(Directive):
Tally the lines below that contain the string "recessed", and reply with the number alone.
-------
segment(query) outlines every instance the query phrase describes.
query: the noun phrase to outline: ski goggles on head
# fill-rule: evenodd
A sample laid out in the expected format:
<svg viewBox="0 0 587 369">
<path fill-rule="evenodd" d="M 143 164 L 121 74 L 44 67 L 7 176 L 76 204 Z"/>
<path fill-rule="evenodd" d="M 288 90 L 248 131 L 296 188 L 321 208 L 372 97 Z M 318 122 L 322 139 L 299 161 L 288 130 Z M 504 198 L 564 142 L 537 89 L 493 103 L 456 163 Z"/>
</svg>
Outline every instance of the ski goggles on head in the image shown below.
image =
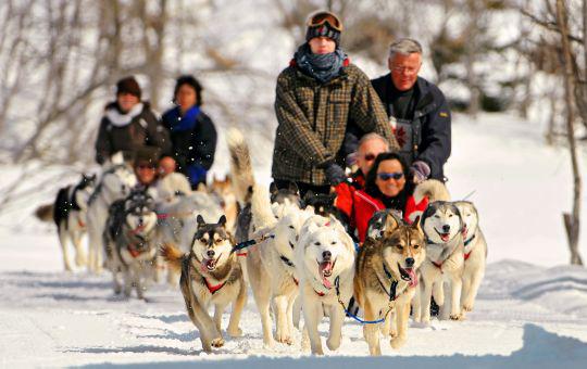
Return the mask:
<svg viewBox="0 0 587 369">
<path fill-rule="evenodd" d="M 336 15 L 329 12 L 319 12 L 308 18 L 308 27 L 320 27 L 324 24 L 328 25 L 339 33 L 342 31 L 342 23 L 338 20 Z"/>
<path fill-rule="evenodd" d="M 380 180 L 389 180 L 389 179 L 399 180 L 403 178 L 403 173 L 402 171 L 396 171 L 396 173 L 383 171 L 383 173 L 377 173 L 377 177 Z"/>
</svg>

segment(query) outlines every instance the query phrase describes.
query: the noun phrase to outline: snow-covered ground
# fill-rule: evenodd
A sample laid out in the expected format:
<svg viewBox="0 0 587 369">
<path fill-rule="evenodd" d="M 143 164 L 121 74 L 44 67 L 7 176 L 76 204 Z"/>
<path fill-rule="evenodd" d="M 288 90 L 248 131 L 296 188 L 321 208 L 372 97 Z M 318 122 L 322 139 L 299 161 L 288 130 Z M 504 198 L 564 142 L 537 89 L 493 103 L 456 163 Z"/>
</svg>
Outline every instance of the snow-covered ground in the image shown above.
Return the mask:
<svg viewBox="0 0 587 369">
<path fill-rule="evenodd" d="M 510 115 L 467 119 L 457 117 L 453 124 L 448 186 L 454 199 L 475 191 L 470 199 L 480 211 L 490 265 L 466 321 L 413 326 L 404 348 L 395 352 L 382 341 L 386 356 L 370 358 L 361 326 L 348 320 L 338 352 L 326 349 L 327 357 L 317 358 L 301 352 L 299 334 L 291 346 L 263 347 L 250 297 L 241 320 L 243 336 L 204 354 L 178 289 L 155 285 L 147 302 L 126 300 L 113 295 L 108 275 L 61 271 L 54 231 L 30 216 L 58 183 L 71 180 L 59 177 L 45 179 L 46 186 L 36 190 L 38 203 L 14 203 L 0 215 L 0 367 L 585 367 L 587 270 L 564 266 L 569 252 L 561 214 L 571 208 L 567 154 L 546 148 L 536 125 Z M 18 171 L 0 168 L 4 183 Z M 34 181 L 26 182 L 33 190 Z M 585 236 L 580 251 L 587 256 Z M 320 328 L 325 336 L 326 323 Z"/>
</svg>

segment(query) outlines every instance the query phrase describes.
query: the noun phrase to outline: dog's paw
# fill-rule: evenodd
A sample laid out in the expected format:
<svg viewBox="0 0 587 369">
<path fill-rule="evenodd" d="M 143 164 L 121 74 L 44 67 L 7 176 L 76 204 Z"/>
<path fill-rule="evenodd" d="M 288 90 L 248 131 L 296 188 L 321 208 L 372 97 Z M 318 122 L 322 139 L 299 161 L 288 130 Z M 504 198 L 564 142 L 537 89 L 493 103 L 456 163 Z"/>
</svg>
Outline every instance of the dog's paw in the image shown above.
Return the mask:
-------
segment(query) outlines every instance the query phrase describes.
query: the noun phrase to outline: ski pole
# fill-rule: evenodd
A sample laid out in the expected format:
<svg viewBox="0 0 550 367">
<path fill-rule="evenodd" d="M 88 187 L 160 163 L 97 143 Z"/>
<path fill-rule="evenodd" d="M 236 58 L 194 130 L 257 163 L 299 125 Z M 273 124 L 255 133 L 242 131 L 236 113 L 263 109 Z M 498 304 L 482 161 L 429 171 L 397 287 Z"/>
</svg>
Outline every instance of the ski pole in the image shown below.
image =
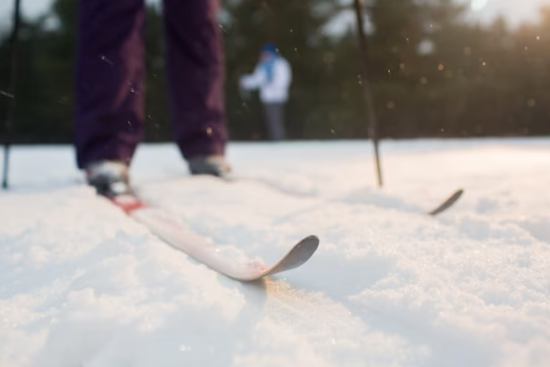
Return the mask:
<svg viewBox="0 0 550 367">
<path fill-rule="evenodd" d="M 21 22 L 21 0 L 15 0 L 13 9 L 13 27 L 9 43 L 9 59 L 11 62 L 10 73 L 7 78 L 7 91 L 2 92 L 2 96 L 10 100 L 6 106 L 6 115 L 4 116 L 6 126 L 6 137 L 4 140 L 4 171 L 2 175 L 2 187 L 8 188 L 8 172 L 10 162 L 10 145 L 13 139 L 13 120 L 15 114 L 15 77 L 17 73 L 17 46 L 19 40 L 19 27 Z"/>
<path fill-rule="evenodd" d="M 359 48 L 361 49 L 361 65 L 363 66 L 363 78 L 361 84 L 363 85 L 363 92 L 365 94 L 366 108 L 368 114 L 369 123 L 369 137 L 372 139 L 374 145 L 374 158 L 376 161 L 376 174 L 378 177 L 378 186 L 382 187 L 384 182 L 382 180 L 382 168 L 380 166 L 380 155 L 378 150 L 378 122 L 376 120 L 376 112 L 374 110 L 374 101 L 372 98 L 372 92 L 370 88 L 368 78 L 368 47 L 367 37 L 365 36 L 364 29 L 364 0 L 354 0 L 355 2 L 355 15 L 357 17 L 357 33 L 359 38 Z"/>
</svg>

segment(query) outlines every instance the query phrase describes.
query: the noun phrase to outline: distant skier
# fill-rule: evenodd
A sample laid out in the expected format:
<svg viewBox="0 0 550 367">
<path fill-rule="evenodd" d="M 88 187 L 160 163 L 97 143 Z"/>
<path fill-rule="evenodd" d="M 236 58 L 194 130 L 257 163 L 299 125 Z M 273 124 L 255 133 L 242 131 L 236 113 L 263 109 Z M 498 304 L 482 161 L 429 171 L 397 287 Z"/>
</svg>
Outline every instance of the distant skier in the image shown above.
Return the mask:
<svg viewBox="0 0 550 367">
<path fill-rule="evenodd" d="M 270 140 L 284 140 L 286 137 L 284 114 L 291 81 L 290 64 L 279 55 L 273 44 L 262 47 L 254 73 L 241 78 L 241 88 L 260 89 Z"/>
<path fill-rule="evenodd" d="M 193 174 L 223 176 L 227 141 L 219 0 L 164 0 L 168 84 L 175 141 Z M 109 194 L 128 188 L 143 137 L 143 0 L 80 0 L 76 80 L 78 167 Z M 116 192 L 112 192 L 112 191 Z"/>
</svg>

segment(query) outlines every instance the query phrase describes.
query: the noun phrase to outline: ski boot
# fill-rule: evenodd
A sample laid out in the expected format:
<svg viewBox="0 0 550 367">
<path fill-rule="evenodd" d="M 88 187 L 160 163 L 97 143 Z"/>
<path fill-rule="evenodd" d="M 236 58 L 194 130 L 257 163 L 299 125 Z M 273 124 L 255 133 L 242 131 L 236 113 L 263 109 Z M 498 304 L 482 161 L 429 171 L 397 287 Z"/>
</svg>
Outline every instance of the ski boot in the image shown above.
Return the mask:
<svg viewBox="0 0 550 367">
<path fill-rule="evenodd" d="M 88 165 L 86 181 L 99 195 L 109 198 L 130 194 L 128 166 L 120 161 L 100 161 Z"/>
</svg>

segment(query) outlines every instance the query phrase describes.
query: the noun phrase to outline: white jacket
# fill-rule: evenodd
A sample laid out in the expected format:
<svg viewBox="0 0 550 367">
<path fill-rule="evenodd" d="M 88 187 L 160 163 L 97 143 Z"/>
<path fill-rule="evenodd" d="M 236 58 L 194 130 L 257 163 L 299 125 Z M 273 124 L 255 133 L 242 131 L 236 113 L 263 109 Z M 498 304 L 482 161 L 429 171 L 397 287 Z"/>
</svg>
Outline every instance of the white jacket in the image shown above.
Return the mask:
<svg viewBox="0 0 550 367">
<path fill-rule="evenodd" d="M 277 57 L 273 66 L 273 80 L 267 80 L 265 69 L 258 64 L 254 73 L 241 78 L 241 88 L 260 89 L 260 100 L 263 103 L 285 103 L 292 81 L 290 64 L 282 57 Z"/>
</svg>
-------
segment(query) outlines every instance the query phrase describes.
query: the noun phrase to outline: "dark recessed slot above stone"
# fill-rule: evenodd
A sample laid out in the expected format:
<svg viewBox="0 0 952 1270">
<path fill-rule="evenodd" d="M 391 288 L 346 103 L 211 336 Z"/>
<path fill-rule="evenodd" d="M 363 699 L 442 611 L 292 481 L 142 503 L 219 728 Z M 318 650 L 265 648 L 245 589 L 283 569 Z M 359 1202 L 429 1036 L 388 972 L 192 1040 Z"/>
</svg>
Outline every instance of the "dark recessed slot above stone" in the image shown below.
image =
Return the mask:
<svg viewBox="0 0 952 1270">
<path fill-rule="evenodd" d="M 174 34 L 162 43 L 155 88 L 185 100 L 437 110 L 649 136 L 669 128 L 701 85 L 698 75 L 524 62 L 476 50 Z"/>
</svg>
-------
(Problem solution):
2